[Data for this exercise]

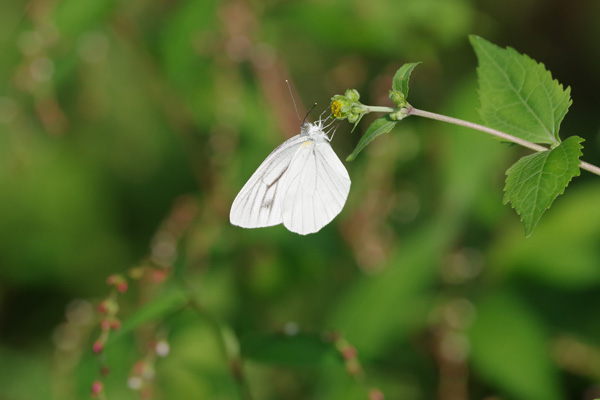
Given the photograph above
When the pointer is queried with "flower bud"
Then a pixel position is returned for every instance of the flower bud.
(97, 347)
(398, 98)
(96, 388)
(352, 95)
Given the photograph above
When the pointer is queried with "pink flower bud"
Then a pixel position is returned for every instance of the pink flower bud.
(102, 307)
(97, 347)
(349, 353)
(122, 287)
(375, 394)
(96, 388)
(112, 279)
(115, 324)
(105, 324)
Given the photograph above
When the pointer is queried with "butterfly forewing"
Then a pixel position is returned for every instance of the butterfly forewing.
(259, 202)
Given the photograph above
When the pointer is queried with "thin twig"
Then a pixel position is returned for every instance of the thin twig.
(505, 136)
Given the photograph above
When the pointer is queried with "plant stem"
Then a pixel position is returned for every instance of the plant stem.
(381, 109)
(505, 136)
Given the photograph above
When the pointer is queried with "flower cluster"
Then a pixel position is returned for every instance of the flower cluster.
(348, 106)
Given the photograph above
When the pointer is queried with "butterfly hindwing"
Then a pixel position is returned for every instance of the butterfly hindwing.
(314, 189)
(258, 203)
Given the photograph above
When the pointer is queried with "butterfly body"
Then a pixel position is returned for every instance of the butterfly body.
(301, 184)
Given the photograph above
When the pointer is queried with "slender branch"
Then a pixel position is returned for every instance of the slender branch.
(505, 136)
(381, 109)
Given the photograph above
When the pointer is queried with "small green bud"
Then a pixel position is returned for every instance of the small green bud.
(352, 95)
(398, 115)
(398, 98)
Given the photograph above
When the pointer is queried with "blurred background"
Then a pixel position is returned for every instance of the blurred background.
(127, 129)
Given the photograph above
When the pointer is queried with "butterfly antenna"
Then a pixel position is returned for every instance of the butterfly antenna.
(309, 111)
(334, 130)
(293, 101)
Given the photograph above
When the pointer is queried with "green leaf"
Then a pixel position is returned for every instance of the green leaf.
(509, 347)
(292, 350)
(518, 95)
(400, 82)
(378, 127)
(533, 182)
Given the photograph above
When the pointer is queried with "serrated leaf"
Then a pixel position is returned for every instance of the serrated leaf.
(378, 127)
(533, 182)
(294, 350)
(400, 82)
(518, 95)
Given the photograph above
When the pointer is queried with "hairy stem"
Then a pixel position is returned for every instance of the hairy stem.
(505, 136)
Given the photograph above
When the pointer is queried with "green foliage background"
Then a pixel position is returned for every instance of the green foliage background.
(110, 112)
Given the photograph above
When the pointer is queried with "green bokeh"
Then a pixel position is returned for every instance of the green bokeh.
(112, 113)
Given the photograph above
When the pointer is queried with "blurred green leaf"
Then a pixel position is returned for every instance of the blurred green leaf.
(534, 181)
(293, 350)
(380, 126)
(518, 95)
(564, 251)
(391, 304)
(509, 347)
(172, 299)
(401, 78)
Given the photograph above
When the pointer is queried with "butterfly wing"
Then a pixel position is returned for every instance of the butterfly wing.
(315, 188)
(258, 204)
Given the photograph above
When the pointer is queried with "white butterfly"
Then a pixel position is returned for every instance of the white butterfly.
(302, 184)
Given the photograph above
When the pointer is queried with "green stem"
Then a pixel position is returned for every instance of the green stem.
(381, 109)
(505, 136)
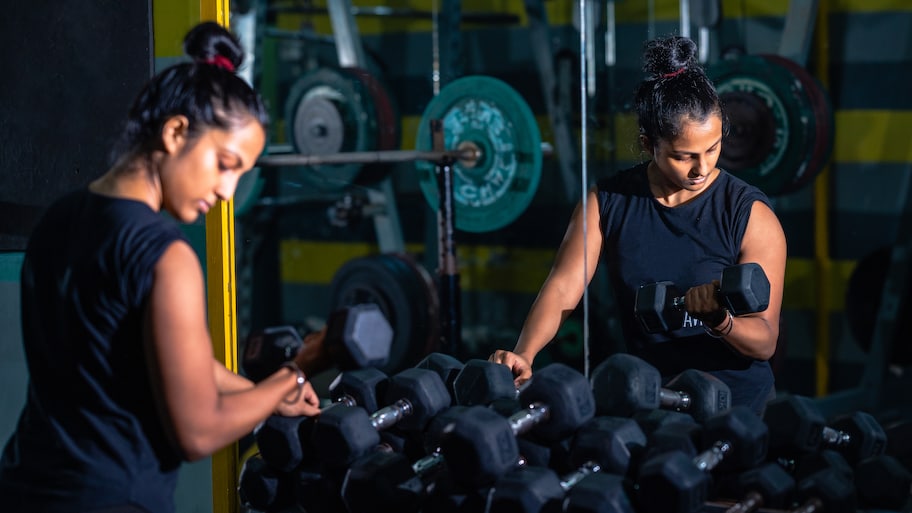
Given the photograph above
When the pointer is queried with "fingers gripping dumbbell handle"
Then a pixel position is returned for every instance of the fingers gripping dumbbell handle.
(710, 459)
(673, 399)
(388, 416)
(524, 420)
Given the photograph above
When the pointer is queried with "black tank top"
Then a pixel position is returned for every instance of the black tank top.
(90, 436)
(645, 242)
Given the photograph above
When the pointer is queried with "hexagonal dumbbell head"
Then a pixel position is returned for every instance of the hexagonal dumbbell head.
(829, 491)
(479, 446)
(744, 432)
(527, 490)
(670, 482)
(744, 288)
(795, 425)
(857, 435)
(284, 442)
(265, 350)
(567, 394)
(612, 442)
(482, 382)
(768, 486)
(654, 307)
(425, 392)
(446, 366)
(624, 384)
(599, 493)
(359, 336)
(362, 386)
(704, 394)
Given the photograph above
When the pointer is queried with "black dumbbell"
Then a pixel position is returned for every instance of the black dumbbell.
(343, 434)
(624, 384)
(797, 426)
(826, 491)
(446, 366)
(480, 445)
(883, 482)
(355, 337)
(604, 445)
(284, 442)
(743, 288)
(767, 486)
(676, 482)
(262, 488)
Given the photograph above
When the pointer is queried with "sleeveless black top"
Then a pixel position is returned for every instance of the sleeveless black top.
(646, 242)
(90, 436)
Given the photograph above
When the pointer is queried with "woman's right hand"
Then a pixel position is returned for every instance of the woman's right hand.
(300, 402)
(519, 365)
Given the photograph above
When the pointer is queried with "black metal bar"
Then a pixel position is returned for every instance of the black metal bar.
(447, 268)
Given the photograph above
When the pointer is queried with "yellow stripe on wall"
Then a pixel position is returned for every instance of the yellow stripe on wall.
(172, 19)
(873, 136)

[/Data for this exercise]

Prompt: Word for word, return all the entries and skip their pictures.

Solved problem:
Given the photograph above
When the pointer is queried with "flower bud"
Then a pixel position is returned for every instance of the flower bud.
(97, 347)
(398, 98)
(96, 388)
(352, 95)
Given the photograph above
When the pointer is queried with "pink flower bud"
Then a pixel position is returned for every instance of the pink flower bud.
(102, 307)
(97, 347)
(349, 353)
(122, 287)
(375, 394)
(96, 388)
(112, 279)
(115, 324)
(105, 324)
Given the photograph above
When the pointer is queried with "butterfly forewing"
Then a pixel position is returned for every instance of the butterfly forewing.
(259, 202)
Given the photograph above
When the pointer is queried with "thin twig"
Then a pixel position is returned for every instance of the thin twig.
(505, 136)
Given the photograph above
When the pointer is queried with "plant stem"
Then a pixel position is returned for every instance of the plant stem.
(381, 109)
(505, 136)
Given the photograph above
When the pointer is queried with "flower cluster"
Then a pixel position is returned for every instance of the flower cluster.
(348, 106)
Given the photograph above
When the pointer is queried with "butterfly hindwing"
Then a pixel position is returned for every instance of the butterfly hindwing.
(314, 189)
(258, 203)
Given the photograph above
When the pointer is queried with "butterfly body"
Then a pixel position is returned for every instance of the butterfly body.
(301, 184)
Given the photograph above
When the pointer is queried with "slender branch"
Then a pixel position is returned for every instance of the slender branch.
(505, 136)
(381, 109)
Given the photograph above
When the pointer is queried with "small green bud"
Then a pixel position is returned for every instance of the small green bud.
(352, 95)
(398, 115)
(398, 98)
Given the photograph above
When the pointer is queried with "blurred background"
Then a pixel position is returned for every instance of the blurred background.
(127, 129)
Given the photograph above
When the pointer is queried with "butterfly antenna"
Then a pixel position is returned for every instance of the butterfly antenna.
(309, 111)
(334, 130)
(293, 101)
Given the photograph above
When the pointer is queried with "green leaf"
Then a pixel position is returned for every instance of the green leaf.
(509, 347)
(292, 350)
(518, 95)
(400, 82)
(378, 127)
(533, 182)
Given the photograph above
When the pointer is queried with "serrated leaf"
Then a pixel position is returned for every instance of the serrated leaf.
(378, 127)
(533, 182)
(294, 350)
(400, 82)
(518, 95)
Given the photograph above
When the pointer is queried with "hairy stem"
Then a pixel position is returned for every instance of the hairy stem.
(505, 136)
Given the photograph above
When the pointer is queried with "green foliage background"
Then a pixel position is returned for every instance of the green foliage background.
(110, 112)
Given the photograph above
When the pointer is queried with "green bokeh"
Then a pixel position is returned for every instance of the green bokeh.
(112, 113)
Given the photograph above
When the pointer is queried with "blurred green leaf"
Then a pixel position is returned for every instance of the blurred green leaf.
(534, 181)
(293, 350)
(380, 126)
(518, 95)
(564, 251)
(391, 304)
(509, 347)
(172, 299)
(401, 78)
Given the photograph above
When the pointer is queried with "butterfly wing"
Then a pixel position is returned for every instance of the butterfly wing.
(315, 188)
(258, 204)
Given the photograph above
When the pointer is queried with "white butterfly"
Then a pixel position is returned for every instance of the white butterfly.
(302, 184)
Given the photograph above
When the pointer is queried with "green stem"
Then a pixel position is returned for every instance of the green stem.
(381, 109)
(505, 136)
Given the photograph above
When the pointer is queried with "fingers gripping dumbbell handle"
Then a pixel position is returned for every instance of the fingers gripping dumbbell handle.
(710, 459)
(673, 399)
(388, 416)
(524, 420)
Given the photograph above
When the pointer is queried with "black tank top"
Then a pixel position is returned for every instance of the black tank top.
(90, 436)
(645, 242)
Given the photograph above
When the pointer is queried with "hexagonal dumbbell head"
Then a pixel position is returned for every instance of the hexagonal dumbbell head.
(829, 491)
(479, 446)
(744, 432)
(527, 490)
(670, 482)
(744, 288)
(795, 425)
(857, 435)
(284, 442)
(265, 350)
(567, 394)
(612, 442)
(482, 382)
(768, 486)
(654, 307)
(425, 392)
(446, 366)
(624, 384)
(599, 493)
(359, 336)
(362, 386)
(704, 394)
Given the photograph above
When the pointer is queried with "black dumbbell"
Then a pixel position is returned for every instance of the black dumbbell.
(343, 434)
(624, 384)
(797, 426)
(826, 491)
(446, 366)
(480, 445)
(883, 482)
(355, 337)
(604, 445)
(284, 442)
(743, 288)
(767, 486)
(676, 482)
(262, 488)
Given the photograph above
When the pointer is queried with "sleeveless black top"
Then a pixel position is returned for every instance of the sleeveless black top.
(646, 242)
(90, 436)
Given the photograph above
When the pointer is queried with "woman's right hand"
Then a pixel position is returned for every instance of the woman's right hand.
(300, 402)
(519, 365)
Given the photograph above
When the pointer is queried with "black metal bar"
Then a pixel position is returned for every instance of the black metal bar.
(447, 268)
Given the photograph above
When the pointer is queried with "yellow stripe on wall"
Then a pixel position is returned for every instance of the yellow stripe on wall.
(172, 19)
(873, 136)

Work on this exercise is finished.